(Saved entries)

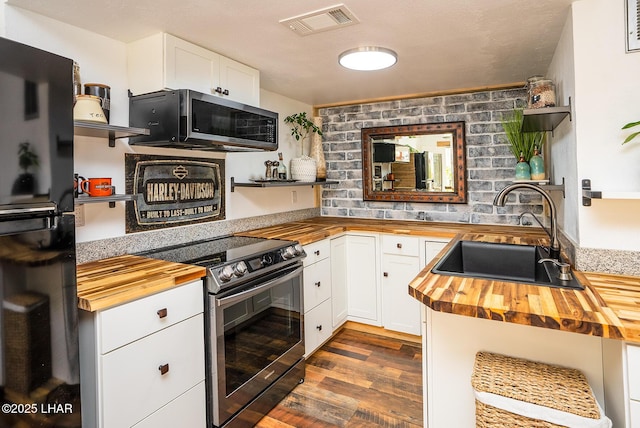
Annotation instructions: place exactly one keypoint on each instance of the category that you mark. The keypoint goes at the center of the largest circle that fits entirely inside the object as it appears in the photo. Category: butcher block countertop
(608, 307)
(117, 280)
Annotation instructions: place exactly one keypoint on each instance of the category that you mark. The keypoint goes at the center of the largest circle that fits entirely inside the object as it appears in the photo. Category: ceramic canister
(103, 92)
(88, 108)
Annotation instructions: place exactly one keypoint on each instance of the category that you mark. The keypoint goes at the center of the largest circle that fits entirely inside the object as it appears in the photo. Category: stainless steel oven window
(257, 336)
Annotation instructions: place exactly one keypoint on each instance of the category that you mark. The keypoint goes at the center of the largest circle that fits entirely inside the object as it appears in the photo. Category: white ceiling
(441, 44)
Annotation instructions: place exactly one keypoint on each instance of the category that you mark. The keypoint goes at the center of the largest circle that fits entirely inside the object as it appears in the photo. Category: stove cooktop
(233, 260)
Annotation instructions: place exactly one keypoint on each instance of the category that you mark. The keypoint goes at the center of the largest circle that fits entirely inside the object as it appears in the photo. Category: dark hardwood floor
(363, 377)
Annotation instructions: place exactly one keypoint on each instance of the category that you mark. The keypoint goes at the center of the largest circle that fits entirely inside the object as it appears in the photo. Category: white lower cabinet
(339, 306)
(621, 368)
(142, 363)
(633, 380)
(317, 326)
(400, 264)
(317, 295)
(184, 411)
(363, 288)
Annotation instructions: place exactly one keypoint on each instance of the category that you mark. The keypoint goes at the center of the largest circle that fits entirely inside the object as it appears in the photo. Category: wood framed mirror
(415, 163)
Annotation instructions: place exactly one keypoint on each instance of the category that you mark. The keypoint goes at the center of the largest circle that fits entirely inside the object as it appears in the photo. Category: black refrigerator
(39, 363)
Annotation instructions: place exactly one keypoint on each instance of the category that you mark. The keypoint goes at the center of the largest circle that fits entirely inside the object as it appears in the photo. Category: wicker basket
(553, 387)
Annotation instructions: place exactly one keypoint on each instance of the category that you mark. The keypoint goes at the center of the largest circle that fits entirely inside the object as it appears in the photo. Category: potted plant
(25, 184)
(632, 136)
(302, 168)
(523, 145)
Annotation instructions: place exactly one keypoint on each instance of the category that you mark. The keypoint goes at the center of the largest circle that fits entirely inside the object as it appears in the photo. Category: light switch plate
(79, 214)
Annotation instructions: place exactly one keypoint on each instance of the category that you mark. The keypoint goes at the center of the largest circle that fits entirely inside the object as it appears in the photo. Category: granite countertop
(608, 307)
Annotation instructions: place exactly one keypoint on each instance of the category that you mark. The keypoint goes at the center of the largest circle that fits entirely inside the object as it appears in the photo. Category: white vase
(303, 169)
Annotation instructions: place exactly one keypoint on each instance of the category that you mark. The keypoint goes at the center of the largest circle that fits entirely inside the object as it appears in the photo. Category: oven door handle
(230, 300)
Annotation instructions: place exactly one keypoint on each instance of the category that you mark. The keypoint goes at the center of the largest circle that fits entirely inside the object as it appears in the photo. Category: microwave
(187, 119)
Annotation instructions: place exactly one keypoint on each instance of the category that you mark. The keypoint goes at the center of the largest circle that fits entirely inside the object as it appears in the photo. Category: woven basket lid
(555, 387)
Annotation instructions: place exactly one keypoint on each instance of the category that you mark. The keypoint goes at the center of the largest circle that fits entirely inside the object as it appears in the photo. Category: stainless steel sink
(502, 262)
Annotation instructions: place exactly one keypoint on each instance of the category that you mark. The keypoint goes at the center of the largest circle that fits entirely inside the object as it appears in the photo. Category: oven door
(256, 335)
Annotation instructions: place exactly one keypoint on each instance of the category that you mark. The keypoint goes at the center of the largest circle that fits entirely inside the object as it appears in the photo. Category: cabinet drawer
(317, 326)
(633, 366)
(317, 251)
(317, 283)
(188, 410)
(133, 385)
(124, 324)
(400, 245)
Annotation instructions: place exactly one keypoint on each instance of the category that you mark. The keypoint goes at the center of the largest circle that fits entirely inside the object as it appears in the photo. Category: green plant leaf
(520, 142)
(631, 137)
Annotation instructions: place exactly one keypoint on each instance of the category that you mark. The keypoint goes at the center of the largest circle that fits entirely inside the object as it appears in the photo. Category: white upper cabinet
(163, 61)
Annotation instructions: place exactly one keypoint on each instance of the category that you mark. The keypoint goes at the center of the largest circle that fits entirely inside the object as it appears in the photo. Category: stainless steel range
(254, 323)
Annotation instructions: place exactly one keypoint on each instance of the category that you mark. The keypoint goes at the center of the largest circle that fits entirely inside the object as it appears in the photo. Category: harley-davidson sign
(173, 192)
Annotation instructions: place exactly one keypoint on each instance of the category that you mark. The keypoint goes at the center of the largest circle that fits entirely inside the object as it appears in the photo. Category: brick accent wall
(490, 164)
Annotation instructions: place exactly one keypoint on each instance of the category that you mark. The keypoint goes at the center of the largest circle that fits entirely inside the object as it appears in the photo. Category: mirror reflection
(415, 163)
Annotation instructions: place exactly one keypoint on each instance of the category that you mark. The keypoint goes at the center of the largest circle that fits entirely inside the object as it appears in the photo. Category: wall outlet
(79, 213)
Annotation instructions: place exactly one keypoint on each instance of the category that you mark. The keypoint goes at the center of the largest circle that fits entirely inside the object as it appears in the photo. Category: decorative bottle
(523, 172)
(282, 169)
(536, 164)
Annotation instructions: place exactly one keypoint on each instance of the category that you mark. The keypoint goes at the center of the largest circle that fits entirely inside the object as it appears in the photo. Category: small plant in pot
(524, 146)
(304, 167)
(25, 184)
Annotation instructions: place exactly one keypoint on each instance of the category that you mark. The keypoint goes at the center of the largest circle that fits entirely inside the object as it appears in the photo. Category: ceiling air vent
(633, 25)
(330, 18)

◆ Work to complete
All entries are to be retyped exactly. Omit any embedded images.

◆ Completed task
Annotation instructions: place exactly one keypoint on each instance of the category that you mark. The keypoint goes at the center of the largest circle that fits entirely inside the object as it appears in the photo. Category: butcher block countertop
(608, 307)
(117, 280)
Annotation instructions: place exactly one keypoint on each instance of the category that you mark. The keypoint goes at the center of the largest circle that fits entirely inside the object as it appears in the photo. Category: ceramic canister
(103, 92)
(88, 108)
Annotation instructions: place exactly one keypoint on each instance of the category that you mark. The keypoint goes at the center of the largest circle that fits entirely inside the object as it appears in the photo. Category: stainless steel oven window
(257, 336)
Annotation instructions: place exactly one keypoint on each instance of the category that you mark. The keypoint goes at the center of the largest circle that fits entirely inside the object as it appears in the photo. Category: white ceiling
(441, 44)
Annotation instructions: place exactly one keypoint on each instance of the category that you mark. The keypoint goes at the center of the largest circle that fits entirely inside the object as it appears in the photo. Category: stove cooktop
(233, 260)
Annotation instructions: place exactly one keypoint on each instance of the category that you mark. The keypoint goes at the center of the largest circle that fits entirely inside the object as it appears in the photo. Category: dark hardwood floor
(363, 377)
Annotation instructions: place exactly one keypoint on each instance of the category that you mark. The keypoint goes at the center of the largest circle that fits entirely inside the object as it appears in the photo. Category: white lower cabinet
(339, 306)
(621, 368)
(142, 363)
(633, 380)
(317, 326)
(400, 264)
(317, 295)
(184, 411)
(363, 288)
Annotation instructions: place exactly one keypoint on each instance of the category that you mark. The keypoint goes at the center of the largest circle that fits entirely inside the object as it appears in the photo. Category: wood framed mirror
(415, 163)
Annotation instructions: place exactly one keypoint on each instance of the category that you mark. The keypoint goes at the center of the largest circle that fits entirely inside the object as it appears in the photo. Category: black refrigerator
(39, 363)
Annotation instructions: place exactly one keypoint on each instance of the category that you mark. The keypoint goes at the center of the largest circle that fits entirely inside the object as it appears in the photo. Category: wicker basket
(553, 387)
Annotation instructions: place exactly one keypoint on each instance of the category that you mark. The keypoint goes at the center of the largest circle that fits entirely inside the object as it appears in the photo. Category: potted plant
(25, 184)
(632, 136)
(302, 168)
(523, 145)
Annotation instructions: place exactly one keypoint on each instance of the category that you mark. The keypoint goes at the center of the largest circle that fits entirely inside the object as it appears in the photo. Category: light switch plate
(79, 214)
Annotation instructions: place exactly one keypoint on each instance of the category that you mark. The keypoint goes at the center of the largest circle that fits entirely inside the object as it appears in the photo. Category: granite countertop
(608, 307)
Annotation instructions: place exactly one keypoint on each instance of the category that you mark. The keypoint goes at the center of the largest circle that fits entirely inside the object as it appears in the photo. Category: white vase
(303, 169)
Annotation instructions: place exactly one keypoint on each instance of the category that you mark. The keypoint goes at the center of the largest circle that fits entirely inside the object as it appears in the photo. Category: oven door handle
(230, 300)
Annotation instructions: place exactly one keypoint on each instance of the category that you mark. The keypoint goes at the center of the largest circle that fits entirely inside the object as it appears in the photo. Category: microwave
(187, 119)
Annotation instructions: place exactly one keypoint on each instance of the category that you mark. The keypoint goes at the center of the largest circle that fits entirely inside the object as it appears in the photo. Category: woven basket lid
(555, 387)
Annotation instructions: place exactly one keypoint on each instance of the category that you mark. The keypoint goes at the center of the largest circle that fits entirely inside the object as it appears in the photo. Category: stainless steel sink
(502, 262)
Annotation instructions: place exactly one keypoint on each instance of the category that you mark. The keypoint goes at the center of the largest circle that fits entirely inside the object as it appears in the photo. Category: oven door
(256, 335)
Annotation instructions: place exactly one keypoint on each instance of the category that you mark. The keypoint goes at the center of the largest circle that fits entirely inside the object as it appears in the photo. Category: cabinet drawer
(317, 326)
(633, 366)
(317, 251)
(317, 283)
(188, 410)
(133, 385)
(124, 324)
(400, 245)
Annotation instructions: place exactly one keypoint on each instance of the category that you mark. The keypoint goes at the center of the largest circle that fits entirely inside the object as it appears in the photo. Category: green plant leaf
(520, 142)
(631, 137)
Annotation instructions: place exactly one keypoint on each instance of the category that you mark. The keypoint goes at the center of the largest circle that fits entirely inside the object as it appears in the photo. Category: white upper cabinet
(163, 61)
Annotation instructions: place exactly one keypoint on each instance of the category that you mark. The keypoint goes at the center of the largest circle that fits entirely inside the object as it appears in the photo. Category: stainless steel range
(254, 323)
Annotation instructions: place exactly one keypoint on each instance of the category that you mark. The keypoint goes at the center of the largest circle that fits entirely inside the object as it appears in the photo. Category: harley-davidson sign
(173, 192)
Annotation instructions: place exactly one keypoint on each instance of the category that you mark. The keypoint goes at the center of the largest circle that fits entirely inside the object as it appears in the photo. Category: brick accent wall
(490, 164)
Annotation instructions: place exactly one keypoint on each instance of the category that you mark. The keypoint goes at the center of the largest circle that fits entirely inside the object as it appears in the photo. Category: mirror reflection
(415, 163)
Annotation instructions: place exactly one keypoint on each instance of the category that you mark. The keypoint goes at the center of the largest circle that fits entirely inside the object as it appears in the photo. Category: wall outlet
(79, 213)
Annotation instructions: place exactly one keypoint on each instance of the category that you mark. The keypoint goes at the center of the largest circle that fits entirely inside the object as it appears in the photo. Category: decorative bottle
(523, 172)
(282, 169)
(536, 164)
Annotation instructions: place exactly one keypoint on each instance of the category that you mark. The keypoint goes at the center of the largest circle that fits entirely inside the object as it appears in the photo. Category: small plant in pot
(524, 146)
(304, 167)
(25, 184)
Annotation instructions: place exactly one keypoint on each instance of the category that you mark. The keypoint goes at the center of the largest circle that fits entirely inside the object as it appears in the photo. Category: ceiling air vent
(633, 25)
(330, 18)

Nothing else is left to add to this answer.